» **WHAT IS EXPECTED**
Would you restate all the entries exactly, leaving nothing out?

··· INFORMATION ···

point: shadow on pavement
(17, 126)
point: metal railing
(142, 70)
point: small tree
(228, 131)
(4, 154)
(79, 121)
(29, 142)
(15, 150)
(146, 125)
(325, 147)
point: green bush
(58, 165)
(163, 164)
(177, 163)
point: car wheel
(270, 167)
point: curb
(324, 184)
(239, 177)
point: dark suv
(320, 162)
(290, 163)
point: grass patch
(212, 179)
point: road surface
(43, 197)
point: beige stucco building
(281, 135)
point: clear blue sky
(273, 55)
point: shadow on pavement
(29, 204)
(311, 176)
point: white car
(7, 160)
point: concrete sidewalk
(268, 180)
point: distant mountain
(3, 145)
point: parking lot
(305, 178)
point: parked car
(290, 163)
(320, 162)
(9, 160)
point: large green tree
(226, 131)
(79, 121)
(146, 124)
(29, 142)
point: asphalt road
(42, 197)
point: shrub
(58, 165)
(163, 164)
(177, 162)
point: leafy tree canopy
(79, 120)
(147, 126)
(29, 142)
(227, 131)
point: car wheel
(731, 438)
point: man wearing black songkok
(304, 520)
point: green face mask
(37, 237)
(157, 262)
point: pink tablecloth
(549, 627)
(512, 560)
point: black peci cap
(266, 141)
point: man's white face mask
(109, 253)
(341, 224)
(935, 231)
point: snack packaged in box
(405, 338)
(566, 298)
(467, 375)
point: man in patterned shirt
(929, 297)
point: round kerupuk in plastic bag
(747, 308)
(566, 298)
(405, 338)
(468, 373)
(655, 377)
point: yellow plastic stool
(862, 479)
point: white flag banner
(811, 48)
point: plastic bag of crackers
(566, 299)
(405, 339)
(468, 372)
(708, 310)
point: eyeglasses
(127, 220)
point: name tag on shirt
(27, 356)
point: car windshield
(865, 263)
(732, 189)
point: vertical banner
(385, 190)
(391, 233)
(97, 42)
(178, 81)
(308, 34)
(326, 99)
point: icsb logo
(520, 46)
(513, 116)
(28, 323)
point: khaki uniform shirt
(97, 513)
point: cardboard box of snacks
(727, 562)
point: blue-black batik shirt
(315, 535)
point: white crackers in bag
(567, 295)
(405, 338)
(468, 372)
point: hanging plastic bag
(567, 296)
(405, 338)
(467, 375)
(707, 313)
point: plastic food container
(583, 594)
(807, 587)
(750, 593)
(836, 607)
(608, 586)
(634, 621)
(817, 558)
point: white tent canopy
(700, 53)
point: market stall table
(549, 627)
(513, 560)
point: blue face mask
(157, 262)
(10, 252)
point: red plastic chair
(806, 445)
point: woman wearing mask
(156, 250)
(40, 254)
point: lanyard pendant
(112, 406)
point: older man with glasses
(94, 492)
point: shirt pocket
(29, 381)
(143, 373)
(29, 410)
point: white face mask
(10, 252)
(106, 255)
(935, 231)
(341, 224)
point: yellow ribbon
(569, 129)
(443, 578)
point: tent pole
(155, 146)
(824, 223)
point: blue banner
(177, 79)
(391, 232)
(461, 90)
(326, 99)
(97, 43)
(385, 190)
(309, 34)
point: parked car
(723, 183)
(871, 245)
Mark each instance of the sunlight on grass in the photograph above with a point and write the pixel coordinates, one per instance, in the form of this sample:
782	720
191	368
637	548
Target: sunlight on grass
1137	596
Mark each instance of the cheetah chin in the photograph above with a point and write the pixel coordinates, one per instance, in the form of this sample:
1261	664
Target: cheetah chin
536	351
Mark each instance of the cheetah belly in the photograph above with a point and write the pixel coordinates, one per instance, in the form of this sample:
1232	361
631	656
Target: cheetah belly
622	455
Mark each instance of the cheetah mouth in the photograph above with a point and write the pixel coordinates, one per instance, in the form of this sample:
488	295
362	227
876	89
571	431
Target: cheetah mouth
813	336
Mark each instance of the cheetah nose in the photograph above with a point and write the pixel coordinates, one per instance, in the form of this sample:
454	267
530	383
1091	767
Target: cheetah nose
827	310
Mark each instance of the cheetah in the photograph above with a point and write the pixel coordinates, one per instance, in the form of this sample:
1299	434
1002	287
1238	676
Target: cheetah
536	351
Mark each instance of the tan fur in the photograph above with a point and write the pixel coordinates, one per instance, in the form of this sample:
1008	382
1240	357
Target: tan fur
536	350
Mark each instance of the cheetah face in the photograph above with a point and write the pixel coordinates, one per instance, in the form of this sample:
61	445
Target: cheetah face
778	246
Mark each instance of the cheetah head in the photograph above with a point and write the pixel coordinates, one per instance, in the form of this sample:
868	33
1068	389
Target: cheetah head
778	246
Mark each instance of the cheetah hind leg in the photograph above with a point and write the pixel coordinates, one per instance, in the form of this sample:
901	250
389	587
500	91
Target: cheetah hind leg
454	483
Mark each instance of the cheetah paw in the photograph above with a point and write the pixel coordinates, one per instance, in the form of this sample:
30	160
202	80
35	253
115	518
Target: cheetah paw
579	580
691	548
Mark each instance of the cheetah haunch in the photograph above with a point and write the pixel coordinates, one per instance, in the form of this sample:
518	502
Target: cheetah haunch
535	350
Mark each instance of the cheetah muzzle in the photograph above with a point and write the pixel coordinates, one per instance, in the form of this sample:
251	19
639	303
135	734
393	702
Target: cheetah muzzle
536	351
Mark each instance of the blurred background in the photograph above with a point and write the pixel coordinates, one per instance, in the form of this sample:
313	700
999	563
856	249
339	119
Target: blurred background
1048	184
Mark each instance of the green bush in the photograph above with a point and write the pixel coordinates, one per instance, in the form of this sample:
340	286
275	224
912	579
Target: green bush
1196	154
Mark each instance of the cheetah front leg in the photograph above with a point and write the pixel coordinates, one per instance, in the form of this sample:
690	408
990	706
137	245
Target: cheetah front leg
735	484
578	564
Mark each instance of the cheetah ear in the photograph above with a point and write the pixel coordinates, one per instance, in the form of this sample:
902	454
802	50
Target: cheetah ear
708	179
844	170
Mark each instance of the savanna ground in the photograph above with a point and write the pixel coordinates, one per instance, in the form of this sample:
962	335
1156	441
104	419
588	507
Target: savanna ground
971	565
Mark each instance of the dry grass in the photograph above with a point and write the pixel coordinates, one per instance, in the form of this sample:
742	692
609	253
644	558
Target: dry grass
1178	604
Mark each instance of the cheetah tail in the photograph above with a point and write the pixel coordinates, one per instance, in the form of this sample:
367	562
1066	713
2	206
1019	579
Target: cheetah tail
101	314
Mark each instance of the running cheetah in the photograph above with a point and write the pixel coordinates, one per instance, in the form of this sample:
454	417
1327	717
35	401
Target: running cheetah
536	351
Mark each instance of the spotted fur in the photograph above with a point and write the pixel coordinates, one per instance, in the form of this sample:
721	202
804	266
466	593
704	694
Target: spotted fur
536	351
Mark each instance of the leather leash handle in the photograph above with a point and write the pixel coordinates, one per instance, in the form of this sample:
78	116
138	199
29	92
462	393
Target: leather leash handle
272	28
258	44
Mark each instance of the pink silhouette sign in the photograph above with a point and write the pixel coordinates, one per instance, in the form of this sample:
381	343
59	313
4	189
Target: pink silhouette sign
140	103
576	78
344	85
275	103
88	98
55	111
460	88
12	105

···

» **REPLY**
point: shadow on pavement
(17, 126)
point: metal railing
(142, 70)
point: small tree
(228, 131)
(4, 154)
(79, 121)
(29, 142)
(15, 150)
(146, 125)
(325, 147)
point: green bush
(58, 165)
(163, 164)
(177, 163)
point: car wheel
(270, 167)
point: curb
(324, 184)
(239, 177)
point: dark suv
(320, 162)
(290, 163)
point: grass patch
(212, 179)
point: road surface
(43, 197)
point: beige stucco building
(281, 135)
point: clear blue sky
(273, 55)
point: shadow on pavement
(29, 204)
(311, 176)
point: white car
(7, 160)
point: concrete sidewalk
(268, 180)
point: distant mountain
(3, 145)
point: parking lot
(305, 178)
point: parked car
(290, 163)
(320, 162)
(9, 160)
point: large green tree
(226, 131)
(79, 121)
(146, 124)
(29, 142)
point: asphalt road
(42, 197)
point: shrub
(58, 165)
(163, 164)
(177, 162)
point: leafy tree canopy
(79, 120)
(147, 126)
(29, 142)
(227, 131)
point: car wheel
(731, 438)
point: man wearing black songkok
(304, 520)
point: green face mask
(37, 237)
(157, 262)
point: pink tablecloth
(549, 627)
(512, 560)
point: black peci cap
(266, 141)
point: man's white face mask
(109, 253)
(341, 224)
(935, 231)
point: snack packaged in box
(405, 338)
(566, 298)
(467, 375)
point: man in patterned shirt
(929, 297)
point: round kerupuk in plastic bag
(747, 308)
(566, 298)
(405, 338)
(468, 373)
(655, 377)
point: yellow plastic stool
(862, 479)
point: white flag banner
(811, 48)
point: plastic bag of crackers
(566, 299)
(405, 339)
(468, 372)
(708, 310)
point: eyeglasses
(127, 220)
point: name tag on shirt
(27, 356)
point: car windshield
(865, 263)
(732, 189)
point: vertical banner
(385, 190)
(391, 233)
(97, 42)
(178, 81)
(308, 34)
(326, 99)
point: icsb logo
(520, 46)
(513, 116)
(28, 323)
point: khaki uniform shirt
(97, 513)
point: cardboard box of snacks
(727, 562)
point: blue-black batik shirt
(315, 535)
point: white crackers in bag
(567, 295)
(405, 338)
(468, 372)
point: hanging plastic bag
(567, 296)
(405, 338)
(467, 375)
(707, 313)
point: plastic food container
(583, 594)
(807, 587)
(750, 593)
(836, 607)
(608, 586)
(634, 621)
(817, 558)
point: white tent canopy
(700, 53)
point: market stall table
(549, 627)
(513, 560)
point: blue face mask
(157, 262)
(10, 252)
point: red plastic chair
(806, 445)
point: woman wearing mask
(156, 250)
(40, 254)
point: lanyard pendant
(112, 406)
point: older man with glasses
(94, 492)
point: shirt pocket
(29, 381)
(143, 373)
(29, 410)
point: white face mask
(10, 252)
(106, 255)
(935, 231)
(341, 224)
point: yellow ribbon
(569, 129)
(443, 578)
point: tent pole
(155, 146)
(824, 223)
point: blue banner
(177, 79)
(391, 232)
(461, 90)
(326, 99)
(97, 43)
(385, 190)
(309, 34)
point: parked car
(723, 183)
(871, 245)
Mark each instance of the sunlight on grass in the photograph above with a point and write the pixel coordinates, one per instance, in the form of this sample:
782	720
191	368
637	548
Target: sunlight on grass
1137	596
Mark each instance of the cheetah chin in the photograph above with a point and write the pixel coordinates, one per instance, in the form of this sample:
1261	664
Target: cheetah chin
536	351
Mark each instance of the cheetah belly in the photograph above with a point and write the pixel coordinates, one per instance, in the form of this sample:
1232	361
631	656
Target: cheetah belly
622	455
Mark each instance of the cheetah mouth in the photograph above with a point and write the pixel coordinates, one per instance, in the form of this sample:
488	295
362	227
876	89
571	431
Target: cheetah mouth
813	336
Mark each instance of the cheetah nose in the photograph above with a point and write the pixel coordinates, one per instance, in the form of this sample:
454	267
530	383
1091	767
Target: cheetah nose
827	310
Mark each instance of the cheetah in the photograph above with a point and write the pixel coordinates, one per instance, in the form of this sample:
1299	434
1002	287
1238	676
Target: cheetah
536	351
Mark each instance of the tan fur in the photograph above with a point and write the pixel coordinates, one per instance, in the form of this sample:
1008	382
1240	357
Target: tan fur
536	350
Mark each instance of the cheetah face in the photograph above with a point and write the pixel coordinates, one per instance, in the form of this sample:
61	445
Target: cheetah face
778	246
Mark each instance of the cheetah head in the photograph above with a point and write the pixel coordinates, one per instance, in the form of this sample:
868	33
1068	389
Target: cheetah head
778	246
Mark each instance of the cheetah hind leg in the photograph above with a point and write the pixel coordinates, one per instance, in the form of this sample:
901	250
389	587
500	91
Target: cheetah hind leg
454	483
Mark each instance of the cheetah paw in the photograph above with a point and write the pixel coordinates, one per instance, in the form of this sample:
30	160
202	80
35	253
115	518
Target: cheetah paw
579	580
691	548
Mark each instance of the cheetah haunch in the photograph above with a point and write the pixel coordinates, one per instance, in the form of this sample:
518	502
Target: cheetah haunch
535	350
Mark each instance of the cheetah muzzle in the photograph above with a point and write the pixel coordinates, one per instance, in the form of this sample:
251	19
639	303
135	734
393	702
Target: cheetah muzzle
536	351
Mark each instance of the blurred background in the photograph above with a point and write the pixel coordinates, one per instance, in the form of this sample:
313	700
999	563
856	249
339	119
Target: blurred background
1048	184
Mark each instance of the green bush in the photograph above with a point and write the pixel coordinates, one per instance, in the form of this sample:
340	286
275	224
912	579
Target: green bush
1196	154
Mark each instance of the cheetah front leg in the photograph above with a point and write the pixel coordinates, one per instance, in the form of this sample:
690	408
990	706
137	245
Target: cheetah front leg
735	484
578	564
Mark each instance of the cheetah ear in the photograph above with a point and write the pixel coordinates, one per instance, in the form of this sample:
902	454
802	50
Target: cheetah ear
708	179
844	170
Mark each instance of the savanna ground in the photograph above with a point and write the pixel coordinates, one per instance, in the form of this sample:
962	335
1156	441
104	419
588	507
Target: savanna ground
971	565
Mark each instance of the dry grass in the photograph above with a point and write the pixel coordinates, one per instance, in the form of this sample:
742	692
609	253
644	558
Target: dry grass
1178	604
Mark each instance of the cheetah tail in the photograph above with a point and write the pixel coordinates, one per instance, in the form of this sample:
367	562
1066	713
2	206
1019	579
Target: cheetah tail
101	314
Mark each instance of the running cheetah in the photograph above with a point and write the pixel coordinates, one per instance, in the form of this sample:
454	417
1327	717
35	401
Target: running cheetah
536	351
Mark each instance of the spotted fur in the photograph above with a point and write the pixel coordinates, one per instance, in the form of this sample:
721	202
804	266
466	593
704	694
Target: spotted fur
536	351
Mark each instance of the leather leash handle in the photograph above with a point and write the pixel coordinates, one per instance, in the form of this sample:
78	116
138	199
29	92
462	393
Target: leather leash handle
272	28
258	44
Mark each instance of the pink silhouette sign in the photograph above with a point and write the pixel coordinates, one per instance, in the form of this sample:
381	343
59	313
4	189
Target: pink silhouette sign
140	103
576	78
344	85
275	103
88	98
55	111
460	88
12	105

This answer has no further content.